**Your instructions:**
Write out every line of the entries below as a JSON list of strings, one string per line, with blank lines skipped. Leave the pictures out.

**Information provided:**

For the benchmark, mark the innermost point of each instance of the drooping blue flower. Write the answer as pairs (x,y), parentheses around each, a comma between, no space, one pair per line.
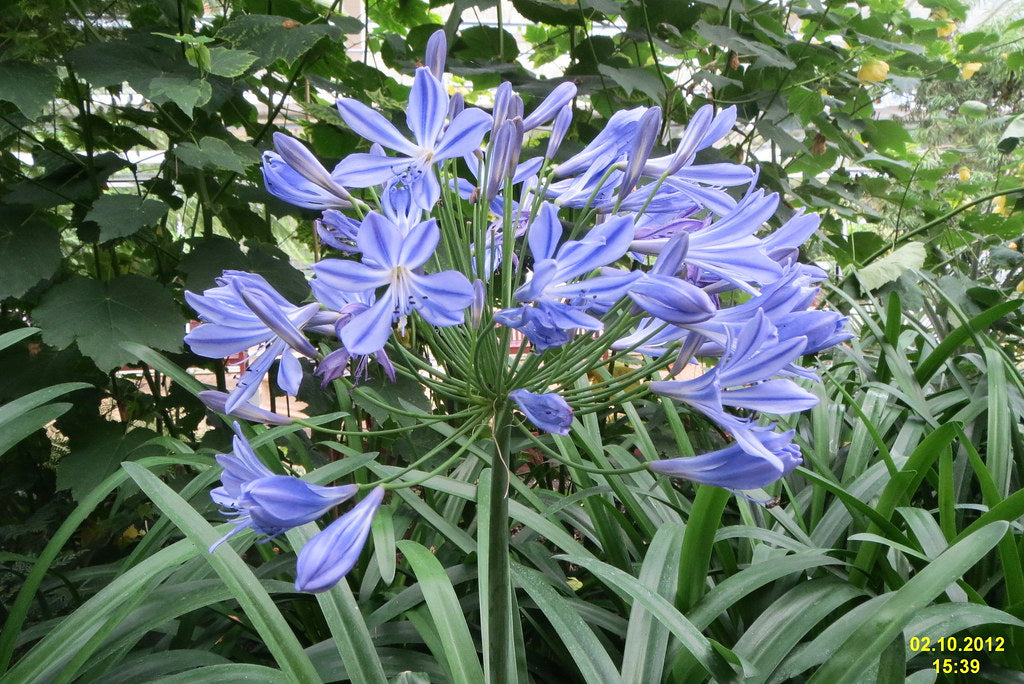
(338,230)
(549,412)
(743,379)
(667,297)
(783,245)
(537,325)
(734,467)
(428,108)
(333,366)
(264,502)
(293,174)
(245,311)
(555,301)
(393,261)
(331,554)
(727,249)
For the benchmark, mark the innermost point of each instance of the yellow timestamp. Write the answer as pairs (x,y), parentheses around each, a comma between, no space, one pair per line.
(963,666)
(958,644)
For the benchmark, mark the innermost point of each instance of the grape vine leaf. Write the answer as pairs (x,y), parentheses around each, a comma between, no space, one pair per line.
(29,253)
(30,87)
(99,315)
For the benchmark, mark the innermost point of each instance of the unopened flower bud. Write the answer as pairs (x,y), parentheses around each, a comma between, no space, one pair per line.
(561,126)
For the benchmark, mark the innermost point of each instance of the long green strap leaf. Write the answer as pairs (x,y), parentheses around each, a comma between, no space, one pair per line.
(646,638)
(589,655)
(667,613)
(15,408)
(345,622)
(864,645)
(445,612)
(15,336)
(19,609)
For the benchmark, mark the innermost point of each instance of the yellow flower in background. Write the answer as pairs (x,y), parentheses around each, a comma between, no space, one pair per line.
(873,71)
(999,206)
(943,15)
(970,69)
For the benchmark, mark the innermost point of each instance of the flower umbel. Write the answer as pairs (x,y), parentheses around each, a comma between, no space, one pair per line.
(331,554)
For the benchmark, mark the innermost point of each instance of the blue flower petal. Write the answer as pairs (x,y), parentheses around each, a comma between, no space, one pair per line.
(548,412)
(332,554)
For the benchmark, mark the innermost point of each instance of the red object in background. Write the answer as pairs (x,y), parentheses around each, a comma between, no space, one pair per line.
(240,359)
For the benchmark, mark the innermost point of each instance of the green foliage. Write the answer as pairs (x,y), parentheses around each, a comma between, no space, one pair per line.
(128,174)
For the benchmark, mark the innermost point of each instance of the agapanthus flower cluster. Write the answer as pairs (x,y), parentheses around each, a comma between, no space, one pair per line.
(469,230)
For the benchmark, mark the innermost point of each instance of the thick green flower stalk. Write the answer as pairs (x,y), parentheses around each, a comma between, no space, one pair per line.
(500,281)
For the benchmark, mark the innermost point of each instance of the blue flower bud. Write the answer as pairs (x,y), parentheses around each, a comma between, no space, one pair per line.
(332,554)
(436,53)
(548,412)
(215,400)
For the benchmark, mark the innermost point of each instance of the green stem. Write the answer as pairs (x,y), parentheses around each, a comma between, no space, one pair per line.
(697,542)
(499,585)
(941,219)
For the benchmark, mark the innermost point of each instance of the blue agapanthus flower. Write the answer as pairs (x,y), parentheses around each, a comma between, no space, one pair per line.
(331,554)
(269,504)
(244,311)
(434,142)
(562,299)
(392,260)
(734,467)
(549,412)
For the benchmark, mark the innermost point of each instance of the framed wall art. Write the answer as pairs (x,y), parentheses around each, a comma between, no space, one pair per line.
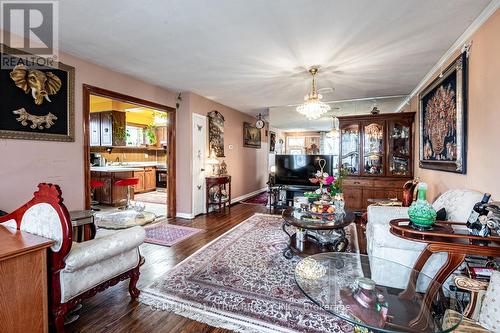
(37,103)
(216,133)
(251,136)
(272,142)
(443,120)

**Final result:**
[
  "For the benchmark, mark the innermost point of each instance of the drooping blue flower. Write the answer as pairs (x,y), parentheses around each, a comma between, no space, one pair per line.",
  "(338,230)",
  "(549,412)",
  "(743,379)",
  "(667,297)",
  "(783,245)",
  "(537,325)",
  "(734,467)",
  "(428,108)",
  "(333,366)",
  "(264,502)",
  "(293,174)",
  "(245,311)",
  "(555,301)",
  "(393,261)",
  "(331,554)",
  "(727,249)",
  "For the benchmark, mark the innermost point of each instance of the yellow timestamp. Write the answer as pairs (x,y), parentheses around each, a comma between, no space, one pair per line.",
  "(963,666)",
  "(958,644)",
  "For the benchmark, mark the innermost point of each instance of the grape vine leaf. Write the answer as pairs (x,y), parentheses around each, a comma between, no space, one pair per line.",
  "(29,253)",
  "(30,87)",
  "(99,315)",
  "For the benchmark, mark the innermost point of each instance of the unopened flower bud. Write the answer as pairs (x,y), parentheses around each, a comma between, no space, one pair per line.",
  "(561,126)",
  "For the benchmark, mark the innermost point of each instance of the long green strap leaf. Write the answer as pairs (x,y), parentheses around each, a comma between, no space, one pair per line.",
  "(646,638)",
  "(589,655)",
  "(667,613)",
  "(15,408)",
  "(345,622)",
  "(864,645)",
  "(445,612)",
  "(15,336)",
  "(19,609)",
  "For the benchmark, mark the innermost point of each instance of the yellow flower in background. Write the answer as pairs (x,y), parentheses around each, a comma between, no space, one pair per line.",
  "(873,71)",
  "(999,206)",
  "(943,15)",
  "(970,69)",
  "For the benchmark, mark the innermost point of each instance of the flower umbel. Write the answer as pairs (x,y), parentheses around each, a comma between, no space, one pair per line.",
  "(331,554)",
  "For the benchmark, mark the innermost point of each instance of the blue flower petal. Write the answer as pairs (x,y), parentheses around each, a comma between, no space, one pair per line.",
  "(548,412)",
  "(332,554)",
  "For the benchmark, mark the innermost point of each instance of the red object in background. Write the answer as pairs (x,y), parentheses around each, a comma between, no space, one pair per line.",
  "(240,359)",
  "For the benchmark, mark the innermost point of each instance of the green foliage. Write the answer as pairs (x,y), parentheses around each, a comma between, no space, one pair per line.",
  "(128,174)",
  "For the benchmark, mark the innermost point of each instance of the agapanthus flower cluster. Write the answer as pairs (x,y), parentheses around each, a comma between, no space, one pair per line.",
  "(469,230)",
  "For the benchmark, mark the innermost point of each instance of the thick green flower stalk. Write the answer as pairs (x,y), parentheses around each, a comma between, no space, one pair per line.",
  "(500,281)",
  "For the benchmark, mark the innermost point of each instance of the blue flower bud. Write the answer as pairs (x,y), parentheses around each, a comma between, no space, one pair per line.",
  "(332,554)",
  "(436,53)",
  "(548,412)",
  "(215,400)",
  "For the benchmark, mark the innermost point of each instance of the green stem. Write the answer as pairs (x,y), parentheses around each, a comma between, no space, one pair per line.",
  "(697,542)",
  "(499,585)",
  "(941,219)",
  "For the benchmark, mark the innermost point of each instance of the blue agapanthus flower. Write the answer as pairs (x,y), parentheses around each, a comma between, no space, one pair per line.",
  "(331,554)",
  "(269,504)",
  "(244,311)",
  "(434,142)",
  "(562,299)",
  "(392,260)",
  "(734,467)",
  "(549,412)",
  "For the benchmark, mark the innermost point of each instance of the framed wall art. Write the answer as pairs (x,y), parentheses around each, a comma between, no space, one pair per line.",
  "(37,103)",
  "(216,133)",
  "(251,136)",
  "(272,142)",
  "(443,120)"
]